> [Exercise]: Count the lines in the data below that contain the string "skyline", treating case as significant, and give only that number.
=======
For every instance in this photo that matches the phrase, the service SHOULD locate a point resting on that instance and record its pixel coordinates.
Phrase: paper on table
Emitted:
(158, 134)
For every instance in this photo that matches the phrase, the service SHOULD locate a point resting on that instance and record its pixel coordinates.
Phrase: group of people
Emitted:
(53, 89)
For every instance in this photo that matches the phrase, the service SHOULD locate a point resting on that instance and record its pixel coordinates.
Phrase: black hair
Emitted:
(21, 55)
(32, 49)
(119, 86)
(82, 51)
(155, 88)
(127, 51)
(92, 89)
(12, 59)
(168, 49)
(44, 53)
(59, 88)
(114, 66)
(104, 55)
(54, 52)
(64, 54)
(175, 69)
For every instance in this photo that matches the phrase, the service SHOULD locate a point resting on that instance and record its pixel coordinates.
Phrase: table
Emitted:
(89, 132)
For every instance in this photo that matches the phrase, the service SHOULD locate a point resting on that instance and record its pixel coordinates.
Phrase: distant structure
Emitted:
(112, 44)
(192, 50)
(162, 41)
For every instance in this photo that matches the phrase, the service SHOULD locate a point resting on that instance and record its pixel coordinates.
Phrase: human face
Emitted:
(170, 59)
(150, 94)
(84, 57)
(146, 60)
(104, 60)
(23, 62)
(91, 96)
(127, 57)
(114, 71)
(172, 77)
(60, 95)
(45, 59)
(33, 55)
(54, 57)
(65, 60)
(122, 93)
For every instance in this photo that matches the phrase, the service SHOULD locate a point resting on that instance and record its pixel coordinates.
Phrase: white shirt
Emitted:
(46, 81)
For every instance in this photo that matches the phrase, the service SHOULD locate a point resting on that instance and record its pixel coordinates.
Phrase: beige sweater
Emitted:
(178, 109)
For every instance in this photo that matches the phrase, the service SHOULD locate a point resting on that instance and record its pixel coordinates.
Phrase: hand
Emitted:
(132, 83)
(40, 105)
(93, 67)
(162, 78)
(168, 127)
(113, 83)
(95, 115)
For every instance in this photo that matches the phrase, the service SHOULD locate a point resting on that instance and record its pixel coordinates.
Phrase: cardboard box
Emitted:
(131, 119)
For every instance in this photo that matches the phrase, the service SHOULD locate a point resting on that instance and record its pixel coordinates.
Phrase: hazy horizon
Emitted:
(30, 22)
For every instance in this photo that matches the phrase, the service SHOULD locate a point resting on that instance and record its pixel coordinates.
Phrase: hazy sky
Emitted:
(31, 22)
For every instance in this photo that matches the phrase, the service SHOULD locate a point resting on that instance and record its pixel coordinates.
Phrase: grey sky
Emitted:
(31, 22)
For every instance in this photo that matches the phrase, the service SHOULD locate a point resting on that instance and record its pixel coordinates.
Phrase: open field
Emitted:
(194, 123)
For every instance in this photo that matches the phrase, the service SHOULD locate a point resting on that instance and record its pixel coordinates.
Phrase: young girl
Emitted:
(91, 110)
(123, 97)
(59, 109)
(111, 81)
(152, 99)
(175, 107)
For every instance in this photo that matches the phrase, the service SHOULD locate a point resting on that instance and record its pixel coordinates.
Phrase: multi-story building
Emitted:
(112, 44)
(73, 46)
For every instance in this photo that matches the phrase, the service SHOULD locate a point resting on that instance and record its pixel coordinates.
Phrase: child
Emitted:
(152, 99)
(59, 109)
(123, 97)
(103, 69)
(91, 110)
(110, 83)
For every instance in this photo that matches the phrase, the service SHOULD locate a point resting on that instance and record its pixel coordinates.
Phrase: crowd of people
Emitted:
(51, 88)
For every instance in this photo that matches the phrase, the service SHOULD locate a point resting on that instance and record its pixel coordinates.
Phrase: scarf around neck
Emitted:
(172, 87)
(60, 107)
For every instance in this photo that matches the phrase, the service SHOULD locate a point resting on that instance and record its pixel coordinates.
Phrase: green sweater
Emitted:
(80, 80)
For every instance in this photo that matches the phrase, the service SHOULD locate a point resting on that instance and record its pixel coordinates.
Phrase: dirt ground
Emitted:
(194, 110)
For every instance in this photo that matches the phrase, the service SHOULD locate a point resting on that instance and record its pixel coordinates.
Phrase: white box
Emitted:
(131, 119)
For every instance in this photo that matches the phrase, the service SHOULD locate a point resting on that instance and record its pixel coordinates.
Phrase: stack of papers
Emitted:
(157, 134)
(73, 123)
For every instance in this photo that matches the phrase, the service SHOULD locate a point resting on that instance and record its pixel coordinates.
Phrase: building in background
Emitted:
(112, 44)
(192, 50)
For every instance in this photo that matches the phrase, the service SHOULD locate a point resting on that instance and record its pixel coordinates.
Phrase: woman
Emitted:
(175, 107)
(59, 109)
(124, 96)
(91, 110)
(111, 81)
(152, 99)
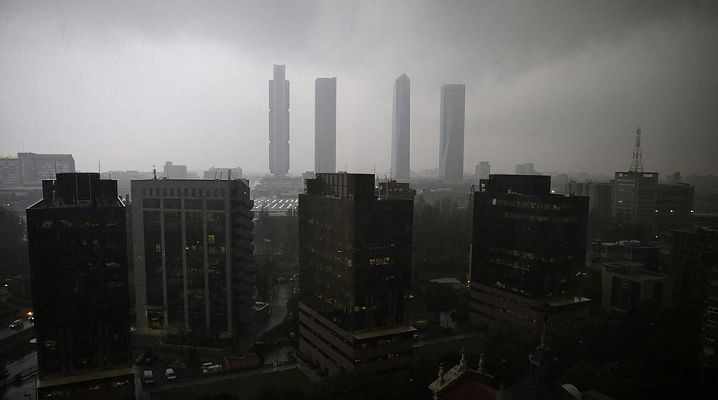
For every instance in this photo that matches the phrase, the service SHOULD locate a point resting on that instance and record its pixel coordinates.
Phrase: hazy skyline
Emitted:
(561, 84)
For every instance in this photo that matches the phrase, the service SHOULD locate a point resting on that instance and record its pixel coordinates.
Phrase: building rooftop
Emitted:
(372, 333)
(66, 380)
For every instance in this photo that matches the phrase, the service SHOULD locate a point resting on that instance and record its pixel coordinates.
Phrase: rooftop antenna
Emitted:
(637, 163)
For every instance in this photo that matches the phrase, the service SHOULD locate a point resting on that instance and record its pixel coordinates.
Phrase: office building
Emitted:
(695, 270)
(193, 255)
(325, 125)
(401, 129)
(483, 170)
(631, 251)
(527, 246)
(29, 169)
(627, 285)
(451, 137)
(355, 252)
(279, 123)
(175, 171)
(634, 196)
(526, 169)
(78, 261)
(223, 173)
(674, 203)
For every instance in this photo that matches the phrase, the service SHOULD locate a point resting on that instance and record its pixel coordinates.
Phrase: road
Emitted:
(7, 332)
(279, 297)
(28, 386)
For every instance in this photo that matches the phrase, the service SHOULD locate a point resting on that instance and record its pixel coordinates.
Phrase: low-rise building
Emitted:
(626, 285)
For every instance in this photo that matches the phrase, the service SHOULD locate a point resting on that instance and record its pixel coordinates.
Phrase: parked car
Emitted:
(209, 368)
(170, 375)
(17, 324)
(144, 358)
(148, 377)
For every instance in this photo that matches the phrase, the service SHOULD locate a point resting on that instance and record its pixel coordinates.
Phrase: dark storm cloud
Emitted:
(559, 83)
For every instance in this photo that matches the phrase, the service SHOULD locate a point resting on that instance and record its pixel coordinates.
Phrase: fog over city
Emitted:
(562, 84)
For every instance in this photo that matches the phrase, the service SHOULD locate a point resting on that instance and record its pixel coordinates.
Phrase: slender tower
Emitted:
(451, 136)
(400, 130)
(279, 123)
(325, 125)
(637, 163)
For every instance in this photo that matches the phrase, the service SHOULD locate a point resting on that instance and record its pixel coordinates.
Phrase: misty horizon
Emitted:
(563, 86)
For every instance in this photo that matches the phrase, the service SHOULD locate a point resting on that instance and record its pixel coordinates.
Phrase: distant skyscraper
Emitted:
(400, 130)
(483, 170)
(175, 171)
(77, 243)
(279, 123)
(325, 125)
(451, 139)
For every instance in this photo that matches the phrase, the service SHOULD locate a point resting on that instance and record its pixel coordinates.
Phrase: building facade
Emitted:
(355, 251)
(325, 125)
(626, 285)
(634, 196)
(483, 170)
(451, 136)
(80, 289)
(526, 169)
(26, 169)
(527, 246)
(279, 123)
(401, 129)
(193, 255)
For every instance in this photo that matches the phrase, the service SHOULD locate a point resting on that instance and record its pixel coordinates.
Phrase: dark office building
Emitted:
(634, 196)
(527, 246)
(355, 251)
(193, 255)
(78, 260)
(674, 204)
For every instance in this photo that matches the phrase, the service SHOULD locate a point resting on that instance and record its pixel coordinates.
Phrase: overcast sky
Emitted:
(563, 84)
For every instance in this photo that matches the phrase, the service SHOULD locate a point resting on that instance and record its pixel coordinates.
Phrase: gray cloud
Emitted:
(559, 83)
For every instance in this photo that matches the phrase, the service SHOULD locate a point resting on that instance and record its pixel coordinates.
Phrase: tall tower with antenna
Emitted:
(637, 163)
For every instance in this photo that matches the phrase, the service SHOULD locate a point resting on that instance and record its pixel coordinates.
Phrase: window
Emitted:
(151, 203)
(172, 203)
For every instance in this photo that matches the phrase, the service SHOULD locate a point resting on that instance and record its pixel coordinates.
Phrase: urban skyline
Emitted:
(501, 201)
(534, 92)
=======
> [Full solution]: 2